> [Raw data]:
-=-=-

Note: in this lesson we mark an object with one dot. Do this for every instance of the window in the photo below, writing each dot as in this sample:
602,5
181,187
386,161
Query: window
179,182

-=-=-

> [Assignment]:
When you answer, repeat every record exactly, omitting nothing.

> [Output of the task]:
Note: in this lesson we mark an object with one dot. Do this for every instance of the window in the photo below, writing each dot as in this sample:
602,5
181,187
386,161
Query: window
179,182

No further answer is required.